> Records shown

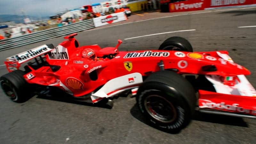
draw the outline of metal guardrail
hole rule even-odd
[[[92,19],[0,40],[0,51],[68,35],[95,28]]]

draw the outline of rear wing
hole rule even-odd
[[[20,64],[42,54],[46,53],[54,49],[53,44],[44,44],[31,50],[12,56],[6,59],[4,61],[9,72],[18,69]]]

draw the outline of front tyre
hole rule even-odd
[[[138,92],[140,109],[154,127],[176,132],[189,123],[196,97],[192,86],[182,76],[171,71],[152,74]]]

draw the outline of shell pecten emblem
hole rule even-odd
[[[194,52],[188,53],[187,55],[188,57],[194,59],[204,59],[203,55]]]
[[[83,89],[84,84],[79,80],[73,77],[68,77],[66,80],[67,85],[73,90]]]

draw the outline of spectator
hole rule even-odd
[[[97,13],[96,13],[95,15],[96,15],[96,16],[97,17],[100,17],[100,13],[98,12]]]
[[[4,39],[4,37],[0,34],[0,40],[2,40]]]
[[[75,23],[76,22],[76,20],[74,18],[72,18],[72,22],[73,23]]]
[[[115,13],[117,13],[119,12],[120,12],[119,11],[119,10],[117,9],[117,7],[116,7],[115,8]]]
[[[82,21],[83,20],[83,18],[82,18],[82,17],[81,16],[79,16],[79,21]]]
[[[7,31],[4,31],[4,36],[6,38],[10,38],[12,36],[12,34],[7,32]]]
[[[124,12],[124,8],[123,7],[121,7],[120,8],[120,12]]]
[[[30,30],[30,29],[29,29],[29,28],[27,28],[27,31],[28,31],[28,33],[29,34],[30,34],[31,33],[31,31]]]
[[[22,28],[20,28],[20,33],[21,33],[21,34],[25,35],[26,33],[26,31]]]

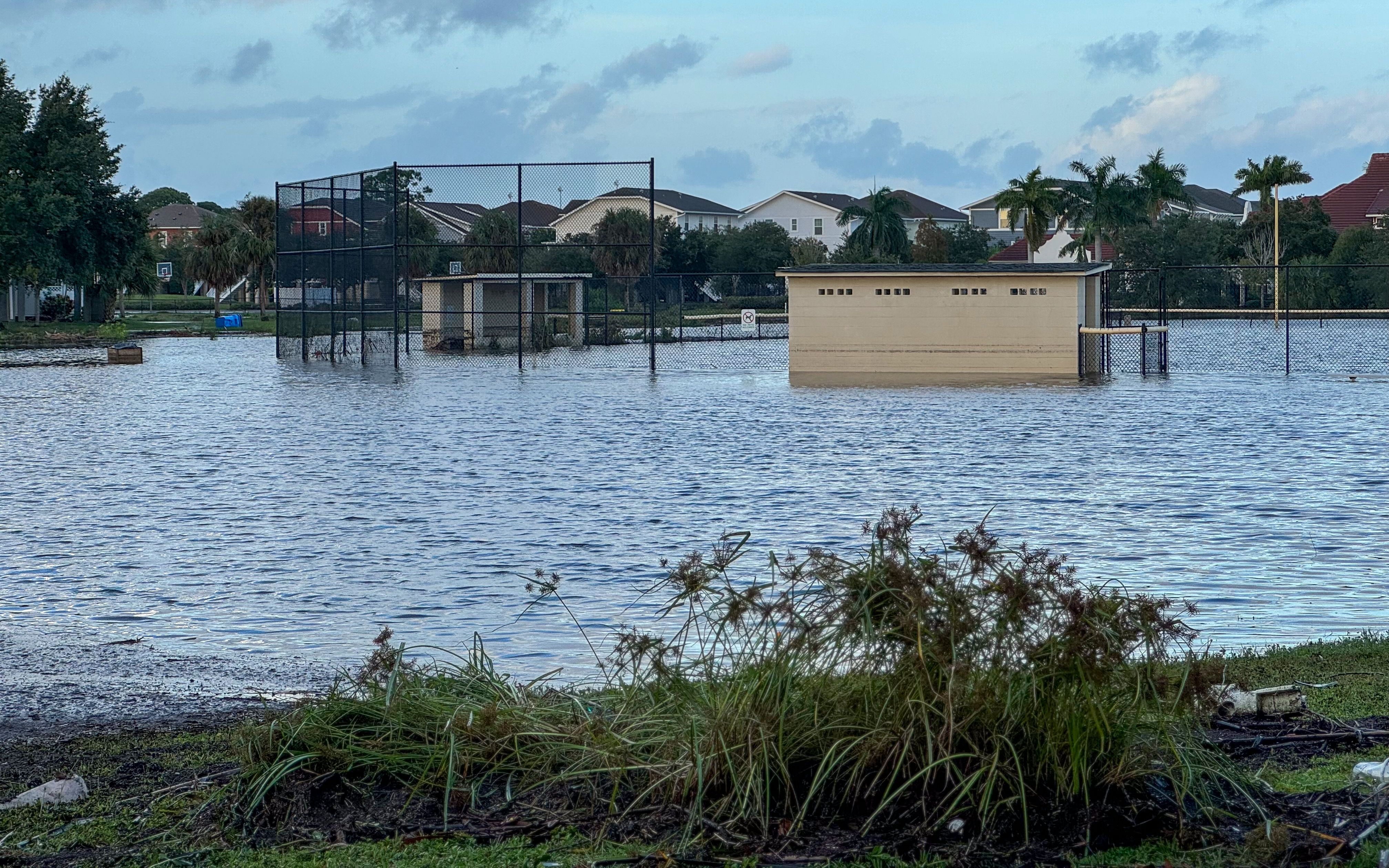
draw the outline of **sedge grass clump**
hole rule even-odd
[[[539,792],[763,836],[831,818],[1028,835],[1039,811],[1154,774],[1178,817],[1232,783],[1182,678],[1192,610],[1082,583],[983,524],[926,550],[918,521],[889,510],[857,556],[772,557],[761,578],[738,569],[747,536],[725,536],[668,568],[653,629],[619,628],[586,683],[507,678],[478,640],[415,664],[383,636],[326,699],[253,735],[247,806],[303,769],[424,787],[446,811]],[[554,576],[535,589],[564,601]]]

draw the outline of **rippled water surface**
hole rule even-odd
[[[750,375],[276,361],[0,371],[0,624],[360,656],[379,625],[574,661],[524,576],[610,625],[661,557],[849,546],[881,508],[992,510],[1088,578],[1195,600],[1218,643],[1389,628],[1389,381],[800,389]],[[763,561],[757,554],[750,565]],[[529,660],[526,660],[529,658]]]

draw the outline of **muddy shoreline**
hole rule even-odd
[[[201,654],[178,642],[0,631],[0,744],[122,729],[226,725],[319,693],[333,667]]]

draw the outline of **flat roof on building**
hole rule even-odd
[[[1075,274],[1092,275],[1111,262],[817,262],[778,268],[778,275],[799,274]]]

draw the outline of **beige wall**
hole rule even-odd
[[[788,275],[790,372],[1074,376],[1083,282],[1074,274]],[[1033,293],[1040,289],[1046,294]]]
[[[581,232],[593,232],[593,226],[597,225],[603,215],[608,211],[618,211],[621,208],[635,208],[642,214],[646,214],[651,207],[651,203],[642,196],[604,196],[601,199],[594,199],[586,201],[578,208],[569,211],[560,219],[554,221],[554,237],[564,240],[565,235],[578,235]],[[669,217],[675,219],[679,214],[675,208],[669,206],[663,206],[656,203],[656,217]]]

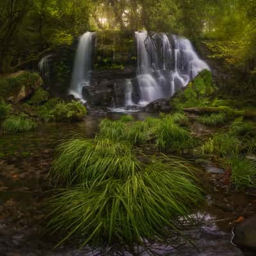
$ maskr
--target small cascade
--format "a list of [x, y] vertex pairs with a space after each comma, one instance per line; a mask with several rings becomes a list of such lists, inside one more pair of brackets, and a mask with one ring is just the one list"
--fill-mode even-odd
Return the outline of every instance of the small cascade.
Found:
[[83, 88], [90, 85], [92, 70], [92, 37], [94, 33], [86, 32], [81, 37], [76, 51], [70, 94], [85, 102]]
[[133, 86], [131, 81], [127, 79], [125, 84], [125, 99], [124, 99], [124, 105], [125, 106], [134, 105], [132, 100], [132, 91]]
[[140, 87], [139, 104], [145, 106], [163, 95], [152, 72], [157, 66], [157, 52], [147, 32], [136, 32], [138, 51], [137, 79]]
[[199, 72], [210, 70], [187, 38], [164, 33], [149, 36], [146, 31], [136, 32], [135, 36], [141, 106], [160, 98], [169, 99]]
[[52, 55], [49, 54], [43, 57], [38, 63], [40, 76], [44, 81], [48, 81], [51, 75], [51, 61]]

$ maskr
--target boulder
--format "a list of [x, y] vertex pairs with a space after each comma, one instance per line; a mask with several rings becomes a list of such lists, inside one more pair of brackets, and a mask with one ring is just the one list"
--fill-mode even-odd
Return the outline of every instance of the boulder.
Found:
[[237, 224], [233, 234], [232, 242], [234, 244], [256, 251], [256, 214]]
[[0, 79], [0, 95], [17, 103], [29, 97], [43, 83], [38, 74], [20, 71]]
[[169, 112], [171, 109], [169, 100], [166, 99], [159, 99], [145, 107], [147, 113]]

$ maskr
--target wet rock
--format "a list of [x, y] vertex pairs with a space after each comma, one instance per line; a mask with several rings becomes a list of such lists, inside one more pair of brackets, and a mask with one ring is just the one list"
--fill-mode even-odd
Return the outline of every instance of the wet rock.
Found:
[[145, 107], [147, 113], [169, 112], [170, 110], [169, 100], [166, 99], [159, 99]]
[[256, 214], [237, 224], [233, 233], [234, 244], [256, 251]]

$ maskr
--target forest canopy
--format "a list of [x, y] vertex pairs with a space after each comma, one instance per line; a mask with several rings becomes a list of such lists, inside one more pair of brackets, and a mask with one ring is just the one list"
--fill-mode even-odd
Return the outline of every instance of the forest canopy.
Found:
[[0, 0], [0, 72], [86, 31], [145, 29], [205, 40], [255, 77], [255, 13], [254, 0]]

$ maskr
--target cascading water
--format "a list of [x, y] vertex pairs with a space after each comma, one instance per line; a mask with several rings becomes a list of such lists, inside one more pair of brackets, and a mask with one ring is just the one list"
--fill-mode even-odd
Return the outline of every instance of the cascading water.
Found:
[[132, 83], [130, 79], [127, 79], [125, 88], [124, 104], [125, 106], [132, 106], [134, 104], [132, 100]]
[[[146, 31], [136, 32], [135, 36], [138, 104], [141, 106], [160, 98], [169, 99], [200, 72], [210, 70], [187, 38], [176, 35], [169, 37], [163, 33], [149, 36]], [[126, 90], [125, 99], [127, 93]]]
[[83, 97], [83, 88], [90, 81], [92, 69], [92, 37], [94, 33], [86, 32], [81, 37], [76, 51], [70, 94], [85, 102]]
[[[152, 75], [156, 69], [157, 58], [155, 45], [146, 32], [136, 32], [138, 51], [137, 79], [140, 87], [140, 105], [147, 105], [163, 95]], [[150, 54], [152, 54], [150, 56]]]
[[44, 56], [38, 63], [39, 72], [44, 81], [48, 81], [50, 78], [51, 58], [52, 56], [52, 54]]

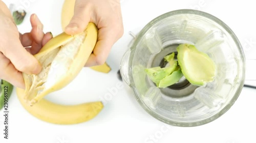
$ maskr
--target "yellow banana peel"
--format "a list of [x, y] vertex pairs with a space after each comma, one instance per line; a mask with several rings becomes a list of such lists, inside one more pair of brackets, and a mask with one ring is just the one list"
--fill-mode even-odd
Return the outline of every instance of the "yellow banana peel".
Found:
[[97, 35], [97, 27], [90, 23], [80, 34], [71, 36], [63, 33], [53, 38], [34, 55], [42, 70], [37, 75], [23, 73], [26, 89], [16, 91], [20, 103], [29, 112], [58, 124], [79, 123], [98, 115], [103, 107], [100, 101], [64, 105], [43, 99], [75, 78], [92, 53]]
[[[74, 36], [65, 33], [51, 39], [34, 56], [42, 70], [37, 75], [23, 73], [24, 99], [30, 105], [68, 84], [86, 63], [97, 41], [98, 29], [93, 23]], [[34, 92], [37, 93], [34, 95]]]
[[[63, 31], [69, 23], [74, 15], [75, 3], [75, 0], [65, 0], [64, 2], [61, 11], [61, 25]], [[111, 70], [111, 68], [106, 63], [102, 65], [91, 67], [90, 68], [105, 73], [109, 73]]]
[[24, 92], [23, 89], [16, 89], [18, 98], [25, 109], [37, 119], [52, 124], [69, 125], [84, 122], [94, 118], [103, 107], [99, 101], [64, 105], [45, 99], [31, 106], [23, 99]]

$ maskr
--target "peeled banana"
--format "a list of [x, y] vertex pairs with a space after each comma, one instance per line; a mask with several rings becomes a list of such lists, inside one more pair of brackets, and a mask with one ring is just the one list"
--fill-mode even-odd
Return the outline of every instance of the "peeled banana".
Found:
[[42, 70], [37, 75], [23, 73], [26, 89], [16, 91], [20, 102], [29, 112], [49, 123], [72, 124], [88, 121], [101, 110], [103, 105], [100, 101], [63, 105], [43, 99], [77, 75], [94, 48], [97, 35], [97, 27], [90, 23], [79, 34], [63, 33], [53, 38], [34, 55]]
[[[64, 2], [61, 12], [61, 25], [63, 31], [69, 23], [74, 15], [75, 3], [75, 0], [65, 0]], [[102, 65], [91, 67], [90, 68], [105, 73], [109, 73], [111, 70], [111, 68], [106, 63]]]
[[89, 23], [81, 34], [71, 36], [63, 33], [47, 42], [34, 55], [42, 66], [41, 72], [37, 75], [23, 73], [26, 85], [24, 99], [32, 106], [46, 95], [69, 84], [86, 63], [97, 35], [96, 25]]
[[16, 89], [18, 98], [23, 106], [35, 117], [50, 123], [68, 125], [82, 123], [94, 118], [103, 107], [101, 102], [63, 105], [45, 99], [30, 106], [23, 99], [24, 92], [24, 90]]

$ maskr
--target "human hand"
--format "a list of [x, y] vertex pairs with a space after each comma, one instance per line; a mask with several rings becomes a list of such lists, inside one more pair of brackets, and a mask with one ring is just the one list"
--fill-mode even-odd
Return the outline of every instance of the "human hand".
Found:
[[[30, 17], [32, 30], [20, 34], [6, 5], [0, 1], [0, 79], [25, 89], [22, 72], [38, 74], [41, 66], [33, 56], [52, 38], [42, 32], [43, 25], [35, 14]], [[24, 47], [31, 47], [25, 48]]]
[[75, 35], [82, 32], [88, 23], [99, 29], [98, 41], [86, 66], [103, 64], [113, 45], [123, 34], [120, 0], [76, 0], [74, 16], [65, 32]]

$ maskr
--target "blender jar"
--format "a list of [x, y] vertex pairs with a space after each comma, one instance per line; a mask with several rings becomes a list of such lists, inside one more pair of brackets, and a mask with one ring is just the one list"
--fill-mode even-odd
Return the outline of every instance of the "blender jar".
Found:
[[[157, 88], [145, 69], [163, 67], [163, 58], [188, 43], [207, 53], [217, 66], [215, 80], [204, 86], [185, 77]], [[121, 62], [120, 72], [140, 105], [155, 118], [177, 126], [196, 126], [218, 118], [233, 105], [242, 89], [245, 59], [239, 40], [223, 22], [208, 13], [179, 10], [164, 14], [140, 31]]]

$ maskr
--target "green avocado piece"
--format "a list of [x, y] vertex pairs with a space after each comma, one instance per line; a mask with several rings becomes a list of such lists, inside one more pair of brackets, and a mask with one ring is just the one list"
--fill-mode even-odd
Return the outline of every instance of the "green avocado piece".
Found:
[[145, 69], [146, 73], [150, 78], [158, 86], [160, 81], [171, 74], [178, 65], [177, 61], [173, 62], [173, 65], [161, 68], [160, 67], [156, 67]]
[[164, 59], [167, 62], [169, 62], [170, 61], [174, 61], [175, 56], [175, 53], [174, 52], [173, 52], [172, 53], [164, 56]]
[[207, 54], [188, 44], [179, 45], [177, 50], [179, 65], [190, 83], [203, 85], [214, 80], [216, 65]]
[[[1, 89], [0, 90], [0, 110], [5, 105], [5, 100], [8, 101], [10, 98], [13, 89], [13, 85], [8, 82], [2, 80], [1, 82]], [[6, 101], [6, 102], [7, 102]]]
[[181, 71], [181, 69], [178, 66], [175, 71], [160, 81], [158, 87], [165, 88], [170, 86], [179, 81], [182, 76], [183, 76], [183, 74]]

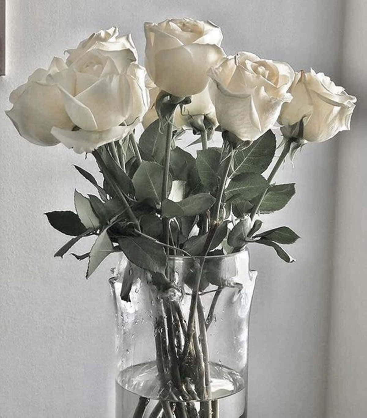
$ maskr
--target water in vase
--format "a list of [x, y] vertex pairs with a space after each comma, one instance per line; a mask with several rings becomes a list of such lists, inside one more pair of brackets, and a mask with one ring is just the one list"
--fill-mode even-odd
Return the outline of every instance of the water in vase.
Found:
[[[207, 402], [203, 403], [206, 404], [203, 405], [194, 400], [184, 403], [176, 400], [166, 403], [169, 405], [173, 416], [246, 418], [246, 393], [241, 376], [218, 364], [211, 363], [210, 371], [212, 400], [209, 403], [210, 409], [208, 410]], [[116, 382], [116, 418], [169, 417], [169, 410], [168, 413], [164, 411], [164, 403], [157, 400], [160, 387], [155, 362], [139, 364], [121, 372]], [[190, 387], [186, 387], [190, 392]]]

> Directions for this task
Can you output the records starting at the line that contains "draw the outline of **beige wall**" and ending at the line that contains "75], [51, 61]]", both included, as a Markdown table with an Index column numbering the rows and a Content column holding each line? Skip blank lines and leave the pictures out.

> Finished answer
| Index | Content |
|---|---|
| 1 | draw the outline of **beige wall** |
| 2 | hole rule even-odd |
| 3 | [[[788,275],[790,372],[1074,376],[1083,282],[1074,274]],[[1033,293],[1040,289],[1046,294]]] |
| 4 | [[[581,232],[593,232],[593,226],[597,225],[603,215],[608,211],[618,211],[621,208],[635,208],[642,214],[646,214],[651,207],[651,203],[642,196],[604,196],[601,199],[594,199],[586,201],[578,208],[569,211],[560,219],[554,221],[554,237],[564,240],[565,235],[578,235]],[[669,217],[675,219],[679,214],[675,208],[669,206],[663,206],[656,203],[656,217]]] |
| 5 | $ maskr |
| 6 | --target small cascade |
| 7 | --format "a list of [x, y] vertex pairs with a space after each comma, one instance per line; a mask with several rings becomes a list of such lists, inside one more pair of brackets, and a mask with one ring is just the one list" |
| 8 | --fill-mode even-odd |
| 9 | Return the outline of every instance of the small cascade. |
| 10 | Found: |
| 11 | [[83, 88], [90, 85], [92, 70], [92, 37], [94, 33], [86, 32], [81, 37], [76, 51], [70, 94], [85, 102]] |
| 12 | [[133, 86], [131, 81], [127, 79], [125, 84], [125, 99], [124, 99], [124, 105], [125, 106], [134, 105], [132, 100], [132, 91]] |
| 13 | [[140, 87], [139, 104], [145, 106], [163, 95], [152, 72], [157, 66], [157, 52], [147, 32], [136, 32], [138, 51], [137, 79]] |
| 14 | [[199, 72], [210, 70], [187, 38], [164, 33], [149, 36], [146, 31], [136, 32], [135, 36], [141, 106], [160, 98], [169, 99]] |
| 15 | [[52, 55], [49, 54], [43, 57], [38, 63], [40, 76], [44, 81], [48, 81], [51, 75], [51, 61]] |